:: Exercise input

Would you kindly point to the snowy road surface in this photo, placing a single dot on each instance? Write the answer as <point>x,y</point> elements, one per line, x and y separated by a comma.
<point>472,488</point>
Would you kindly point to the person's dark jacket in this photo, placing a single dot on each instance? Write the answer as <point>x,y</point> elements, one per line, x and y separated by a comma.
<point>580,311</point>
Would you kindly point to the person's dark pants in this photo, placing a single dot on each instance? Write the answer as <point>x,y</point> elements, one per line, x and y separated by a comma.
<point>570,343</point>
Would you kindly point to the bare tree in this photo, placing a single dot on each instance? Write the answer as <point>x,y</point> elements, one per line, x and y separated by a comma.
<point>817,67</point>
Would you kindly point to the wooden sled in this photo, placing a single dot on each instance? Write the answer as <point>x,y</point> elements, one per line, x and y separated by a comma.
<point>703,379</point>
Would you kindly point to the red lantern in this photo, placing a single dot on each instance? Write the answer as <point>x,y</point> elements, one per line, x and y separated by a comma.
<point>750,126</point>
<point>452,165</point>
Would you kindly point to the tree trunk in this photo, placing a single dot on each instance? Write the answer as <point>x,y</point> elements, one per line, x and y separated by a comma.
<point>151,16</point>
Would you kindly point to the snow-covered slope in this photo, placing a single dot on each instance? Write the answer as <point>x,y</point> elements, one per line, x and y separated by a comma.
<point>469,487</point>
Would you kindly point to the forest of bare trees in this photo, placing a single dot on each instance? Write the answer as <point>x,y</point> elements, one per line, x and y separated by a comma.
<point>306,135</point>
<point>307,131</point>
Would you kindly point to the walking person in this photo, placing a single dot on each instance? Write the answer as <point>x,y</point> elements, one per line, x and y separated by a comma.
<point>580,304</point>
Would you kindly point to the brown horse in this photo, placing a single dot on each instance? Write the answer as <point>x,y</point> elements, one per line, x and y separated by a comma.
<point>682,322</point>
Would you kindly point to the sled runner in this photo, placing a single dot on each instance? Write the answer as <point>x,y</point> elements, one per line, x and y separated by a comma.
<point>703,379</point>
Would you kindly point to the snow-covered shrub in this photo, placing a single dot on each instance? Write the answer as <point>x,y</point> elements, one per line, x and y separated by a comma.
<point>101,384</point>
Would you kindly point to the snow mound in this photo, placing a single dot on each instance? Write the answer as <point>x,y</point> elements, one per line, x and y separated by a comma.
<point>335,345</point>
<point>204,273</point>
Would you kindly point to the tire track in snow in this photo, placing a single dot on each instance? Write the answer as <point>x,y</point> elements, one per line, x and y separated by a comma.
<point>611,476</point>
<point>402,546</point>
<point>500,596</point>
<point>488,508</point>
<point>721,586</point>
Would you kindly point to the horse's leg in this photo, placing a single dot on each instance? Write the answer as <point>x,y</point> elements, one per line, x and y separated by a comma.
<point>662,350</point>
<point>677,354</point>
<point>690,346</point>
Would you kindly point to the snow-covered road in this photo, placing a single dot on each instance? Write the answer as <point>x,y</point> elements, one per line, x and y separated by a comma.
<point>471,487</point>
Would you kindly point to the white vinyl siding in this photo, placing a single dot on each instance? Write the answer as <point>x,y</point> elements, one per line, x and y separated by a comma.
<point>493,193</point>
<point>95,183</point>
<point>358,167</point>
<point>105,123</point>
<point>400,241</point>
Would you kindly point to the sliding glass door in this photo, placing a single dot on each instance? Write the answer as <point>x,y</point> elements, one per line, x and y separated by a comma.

::::

[Activity]: Your output must contain exactly the lines from the one containing "Would you kindly point to the horse's" to the final line of the data above, and no other text.

[Problem solution]:
Would you kindly point to the horse's leg in this photo, placing a single dot on each instance? Write the answer as <point>x,y</point> elements, one per line, x and y separated by a comma.
<point>662,350</point>
<point>677,354</point>
<point>690,346</point>
Would you kindly point to the snow-covered road in this photo, placing a single dot on each instance? Write the answer as <point>x,y</point> elements, one per line, x and y separated by a comma.
<point>471,487</point>
Would you kindly point to the white vinyl siding in this photo, placing a single dot on each instance? Write the answer as <point>x,y</point> elements, one per line, x and y separated by a comma.
<point>493,193</point>
<point>95,183</point>
<point>358,167</point>
<point>105,123</point>
<point>400,241</point>
Would you kindly point to the sliding glass door in this photo, placing a single dot on each instance? Write the answer as <point>x,y</point> elements, one per line, x and y separated by a comma.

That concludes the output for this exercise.